▶ EXERCISE
Repeat every line of the listing below, swapping "largest disc" for "biggest circle" and leaving everything else untouched.

▶ DATASET
-- Start --

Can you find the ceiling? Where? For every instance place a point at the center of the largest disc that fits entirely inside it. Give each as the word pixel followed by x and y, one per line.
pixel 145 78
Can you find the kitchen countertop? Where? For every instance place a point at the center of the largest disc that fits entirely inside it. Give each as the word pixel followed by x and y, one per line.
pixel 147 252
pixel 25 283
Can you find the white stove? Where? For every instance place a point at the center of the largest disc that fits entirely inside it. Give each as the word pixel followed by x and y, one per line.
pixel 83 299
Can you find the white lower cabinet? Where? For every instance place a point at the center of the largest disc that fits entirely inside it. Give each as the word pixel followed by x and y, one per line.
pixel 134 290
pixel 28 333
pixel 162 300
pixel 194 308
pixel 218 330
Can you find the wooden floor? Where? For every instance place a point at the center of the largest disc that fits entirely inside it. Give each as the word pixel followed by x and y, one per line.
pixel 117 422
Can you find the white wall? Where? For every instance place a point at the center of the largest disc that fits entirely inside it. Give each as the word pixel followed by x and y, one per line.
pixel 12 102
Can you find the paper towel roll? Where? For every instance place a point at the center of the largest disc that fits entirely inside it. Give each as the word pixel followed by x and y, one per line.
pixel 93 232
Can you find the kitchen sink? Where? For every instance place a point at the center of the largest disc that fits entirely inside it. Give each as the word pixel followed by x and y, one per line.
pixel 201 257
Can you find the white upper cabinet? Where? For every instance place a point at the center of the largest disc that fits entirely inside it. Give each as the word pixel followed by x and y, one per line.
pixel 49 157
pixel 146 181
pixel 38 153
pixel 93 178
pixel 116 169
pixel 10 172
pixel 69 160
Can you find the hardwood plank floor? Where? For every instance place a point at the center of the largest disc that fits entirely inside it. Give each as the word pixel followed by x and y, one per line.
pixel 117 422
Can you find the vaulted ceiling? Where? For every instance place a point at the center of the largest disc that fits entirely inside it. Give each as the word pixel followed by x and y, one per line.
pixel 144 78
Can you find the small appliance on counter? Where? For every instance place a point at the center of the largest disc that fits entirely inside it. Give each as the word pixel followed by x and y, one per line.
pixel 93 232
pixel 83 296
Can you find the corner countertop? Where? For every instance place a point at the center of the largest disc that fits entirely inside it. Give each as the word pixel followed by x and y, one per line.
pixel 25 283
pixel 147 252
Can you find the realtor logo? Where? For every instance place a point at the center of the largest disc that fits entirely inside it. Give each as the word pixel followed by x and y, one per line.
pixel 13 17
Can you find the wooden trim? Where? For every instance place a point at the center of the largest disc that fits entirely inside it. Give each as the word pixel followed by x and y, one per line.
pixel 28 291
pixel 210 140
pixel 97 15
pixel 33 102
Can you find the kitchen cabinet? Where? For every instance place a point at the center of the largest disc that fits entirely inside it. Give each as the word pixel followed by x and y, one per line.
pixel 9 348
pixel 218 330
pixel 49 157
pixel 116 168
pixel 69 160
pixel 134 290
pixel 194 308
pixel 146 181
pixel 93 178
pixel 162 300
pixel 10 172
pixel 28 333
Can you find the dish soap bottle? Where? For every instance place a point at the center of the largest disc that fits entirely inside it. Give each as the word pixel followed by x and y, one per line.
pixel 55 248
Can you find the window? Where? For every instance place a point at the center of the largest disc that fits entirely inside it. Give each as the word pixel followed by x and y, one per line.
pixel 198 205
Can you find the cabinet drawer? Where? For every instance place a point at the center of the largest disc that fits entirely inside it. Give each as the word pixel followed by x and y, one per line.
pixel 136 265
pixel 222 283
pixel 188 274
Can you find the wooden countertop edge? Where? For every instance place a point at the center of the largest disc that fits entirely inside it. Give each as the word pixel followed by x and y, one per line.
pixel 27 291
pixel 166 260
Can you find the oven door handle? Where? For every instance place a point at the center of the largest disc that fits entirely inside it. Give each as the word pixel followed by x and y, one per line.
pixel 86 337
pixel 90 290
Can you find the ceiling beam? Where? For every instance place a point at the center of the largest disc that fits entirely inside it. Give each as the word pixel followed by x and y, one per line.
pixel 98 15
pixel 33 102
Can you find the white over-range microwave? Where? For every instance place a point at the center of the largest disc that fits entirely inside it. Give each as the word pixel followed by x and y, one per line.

-- End --

▶ ANSWER TO THIS EXERCISE
Can you find the ceiling? Where? For every instance place a point at the center of the biggest circle that fits entirely inside it. Give each as the word pixel followed by x and y, one per line.
pixel 145 78
Can you find the kitchen countertop? Where? For every instance place a point at the center of the biggest circle that fits entirely inside it. Give each as the word pixel followed by x and y, one per line.
pixel 147 252
pixel 25 283
Can you find the white stove? Where? For every instance place a point at the center of the biggest circle that fits entirely inside it. Give each as the word pixel followed by x and y, one per line.
pixel 83 299
Can you find the white lower cabinet? Where? For every instance place a point at the center of the biggest circle that fits entirely inside it. Give each as the word pixel followed by x and y, one per line.
pixel 134 290
pixel 28 333
pixel 162 300
pixel 194 308
pixel 218 330
Can you find the wooden floor? Where? For every instance place a point at the center of the biggest circle that fits entirely inside it. Give each as the word pixel followed by x and y, one per line.
pixel 117 422
Can you find the white wall? Where? For every instance place a point at the center of the biggest circle that fits entirely inside it. Give each as the word pixel followed by x and y, one per line.
pixel 12 102
Can you find the paper towel roll? Where? For every instance place a point at the center of the biggest circle that fits entirely inside it. Give each as the word pixel followed by x and y, one per line.
pixel 93 232
Can you find the kitchen sink? Where? For every instance place a point at the center of the biggest circle that fits entirely inside it. Give each as the word pixel followed by x and y, one per line.
pixel 201 257
Can you find the white upper cabinet? Where? For every instance place a point at the center of the biggest circle that fits entirely inside it. Give each as the word pixel followed by x and y, one per line.
pixel 49 157
pixel 146 181
pixel 38 153
pixel 93 178
pixel 116 169
pixel 10 172
pixel 69 160
Can you find the hardwood plank floor? Where? For every instance place a point at the center of the biggest circle that fits entirely inside it. Give each as the word pixel followed by x and y, one per line.
pixel 117 422
Can you find the vaulted ceiling? Where? For every instance place a point at the center of the biggest circle that fits entirely inside it. Give each as the word pixel followed by x and y, one per line.
pixel 144 78
Can you find the small appliance on counter? Where? For every instance place a point at the center of the biggest circle that fits entirely inside it. Give each as the word pixel followed by x and y, one per line.
pixel 93 232
pixel 83 296
Can you find the corner countertop? Where? For every instance place a point at the center of the biggest circle that fits entirely inside it. Give each as the word pixel followed by x and y, one per line.
pixel 25 283
pixel 147 252
Can you find the realtor logo? Where? For every instance place a point at the center of the biggest circle that fits entirely inside it. Give each as the word pixel followed by x and y, one per line.
pixel 13 17
Can you find the wooden trim? Where? For every instance place a point at the center of the biggest circle that fits entirely inside it. Give each as the word pixel followed by x and y, one per line.
pixel 28 291
pixel 210 140
pixel 97 15
pixel 33 102
Can you find the kitchen cabinet? Where? For every instance place a point at the center of the biggest circle that fits entirely inside it. Give each as the word pixel followed by x and y, one per line.
pixel 9 348
pixel 218 330
pixel 49 157
pixel 116 168
pixel 69 160
pixel 134 290
pixel 194 308
pixel 146 181
pixel 93 178
pixel 162 300
pixel 10 172
pixel 28 333
Can you find the dish soap bottle? Where? For every instance place a point at the center of the biggest circle that fits entirely inside it. Give each as the word pixel followed by x and y, one per line.
pixel 55 248
Can you find the window? Where? For every instance place a point at the center of the biggest circle that fits entirely inside it. Give each as the word pixel followed by x and y, one per line.
pixel 198 205
Can you find the cabinet drawer? Where? For every instance place a point at the center of the biggest circle that fits entirely inside it. Give each as the word pixel followed by x and y, one per line.
pixel 136 265
pixel 222 283
pixel 188 274
Can you find the wooden countertop edge? Where? For every instance place a point at the center of the biggest circle that fits entirely inside it. Give each as the word pixel followed by x and y, one per line.
pixel 27 291
pixel 166 260
Can you find the oven door handle? Where? For every instance place a point at the center of the biggest circle that fits entirely inside it. Give each as the word pixel followed by x and y, one per line.
pixel 86 337
pixel 90 290
Can you find the ceiling beam? Where? For every instance place a point at the center of the biggest circle that fits entirely inside it. Give each as the word pixel followed by x and y, one per line.
pixel 98 15
pixel 33 102
Can you find the white over-range microwave? Where? For every instance place a point at the center of the biggest circle that fits entirely inside it. Give each as the word pixel followed by x and y, one per line.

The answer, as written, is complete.